▶ [WHAT YOU NEED TO DO]
Rewrite all of these lines, requests included, adding 75 to every x and y pixel coordinate in the answers. Omit the pictures from your answer.

[Photo object pointing lines]
:::::

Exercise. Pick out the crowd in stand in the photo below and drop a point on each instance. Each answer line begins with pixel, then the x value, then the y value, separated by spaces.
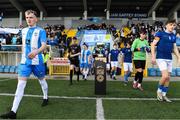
pixel 56 36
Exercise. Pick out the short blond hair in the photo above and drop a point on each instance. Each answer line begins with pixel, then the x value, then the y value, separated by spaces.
pixel 31 11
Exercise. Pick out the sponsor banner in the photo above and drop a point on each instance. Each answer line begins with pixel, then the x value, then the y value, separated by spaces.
pixel 127 15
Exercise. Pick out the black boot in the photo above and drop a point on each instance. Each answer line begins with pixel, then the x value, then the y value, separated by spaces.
pixel 9 115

:::::

▶ [RESULT OF THE TASK]
Exercise. Pick out the crowd in stand in the photo below and drop a point on each instance. Each answer line begins with pixel, then the x value, then the y value, separated by spaces.
pixel 131 111
Exercise. Pick out the short blond hair in the photo above and drop a point on each instance. Each answer line begins with pixel, then the x value, then the y value, separated by spaces.
pixel 106 86
Exercise. Pick out the sponsor banner in the photo above and drop a point on each instance. Each answer line begins with pixel, then the x value, then the y value, separated by spaces.
pixel 202 90
Exercise. Pick out the black boot in the photo above and drop a point on each instance. Each answer line begins with pixel, then the x value, then the y value, separated by spaces.
pixel 84 190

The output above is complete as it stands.